External hardware I have built provides the console lights, switches, and buttons. The 1130 has more than 100 incandescent lights in a panel that indicates the value of system registers, conditions, the current T and I cycle and other status of the machine.It has several lighted buttons and button switches that sit alongside the console keyboard keys. There is a row of 16 toggle switches that sit on the front of the console printer. Six toggle switches are normally hidden and used by the maintenance engineer (the CE switches). The panel of lights sits on a pedestal above the console printer, which is a modified Selectric typewriter. The panel is built using LEDs rather than incandescent lights, built to appear as similar as possible to the real machine. It has a rotary dial switch on the right of the panel lights which is fully implemented and has an emergency pull switch on the left which I plan to build as a nonfunctional knob. The LEDs are controlled by boards I built using a chain of MAX7219 controller chips which are connected over a high speed serial link to the Nexys2 board.

Another high speed serial link, using the SPI protocol, links to a MCP23S17 chip that multiplexes the 16 toggle switches on the front of the console printer over the four wires of an SPI link. A third high speed serial link, using the I2C protocol, connects to two MCP23017 chips used to multiplex all the other buttons, switches and the virtual disk cartridge number, using only two wires.

All buttons and switches are debounced with MC14490 debounce chips before multiplexing and conveyance onto the Nexys2 board, just because it seemed simpler to do this at the time.

The Nexys2 operates at 3.3V but some of the chips, for example the MAX7219, require 5V signals (TTL levels), thus level shifters are placed at appropriate points on my boards - the MCP23x17 chips operate at 3.3V while the others run at 5V. 74HC4050 and 74HCT00 chips are used for the level shifting.

The console printer is essentially the 1053 console of the S/360 line, a Selectric modified by the addition of solenoids and microswitches to convert the purely mechanical Selectric typewriter to a device that can print data transferred from a computer. The Selectric is a very complex bit of machinery, requiring many solenoids and very, very precise timing of activation to avoid jamming the mechanism. Microswitches communicate the rotary position of various mechanisms as they operate to print, shift, tab, return the carriage, space and other tasks of the typewriter, controlling the timing of solenoids and used to interlock some operations that cannot overlap others. The adapter logic in the 1130 contains everything needed to interact with the switches and solenoids, if one could only find a 1053 or the IO Selectric or 2741 devices that are very similar.
========================================
**WHAT TO DO**
1. In the 1130 console passage, which chips handle the level shifting?
2. Please copy the part of the 1130 console passage between "Another high speed" and "only two wires.", inclusive.

**RECORDED DATA**
========================================
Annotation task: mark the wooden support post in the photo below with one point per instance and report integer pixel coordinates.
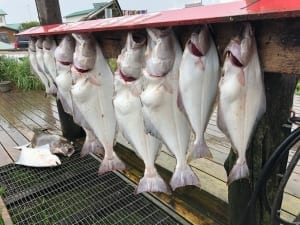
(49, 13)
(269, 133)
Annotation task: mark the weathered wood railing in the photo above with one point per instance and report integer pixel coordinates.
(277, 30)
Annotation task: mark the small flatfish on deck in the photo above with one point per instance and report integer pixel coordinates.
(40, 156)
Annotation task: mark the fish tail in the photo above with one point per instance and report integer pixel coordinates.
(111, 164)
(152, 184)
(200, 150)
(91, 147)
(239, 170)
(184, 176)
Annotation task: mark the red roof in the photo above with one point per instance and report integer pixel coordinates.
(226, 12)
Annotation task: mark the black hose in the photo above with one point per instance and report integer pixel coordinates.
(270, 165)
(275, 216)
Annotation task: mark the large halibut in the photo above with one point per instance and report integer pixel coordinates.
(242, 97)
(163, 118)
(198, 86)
========================================
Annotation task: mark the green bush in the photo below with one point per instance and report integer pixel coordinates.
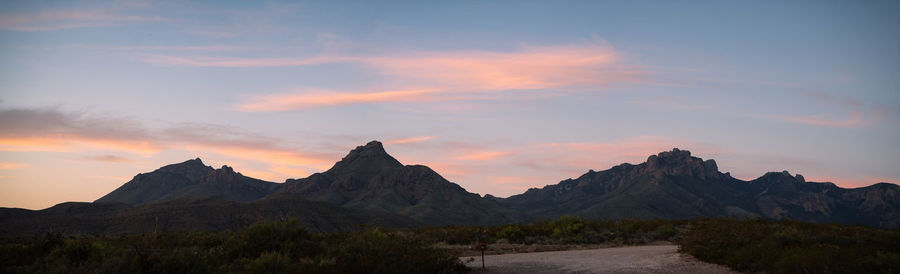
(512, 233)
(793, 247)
========================================
**RESPONSES BY TASK**
1. 74HC4050 and 74HCT00 chips.

2.
Another high speed serial link, using the SPI protocol, links to a MCP23S17 chip that multiplexes the 16 toggle switches on the front of the console printer over the four wires of an SPI link. A third high speed serial link, using the I2C protocol, connects to two MCP23017 chips used to multiplex all the other buttons, switches and the virtual disk cartridge number, using only two wires.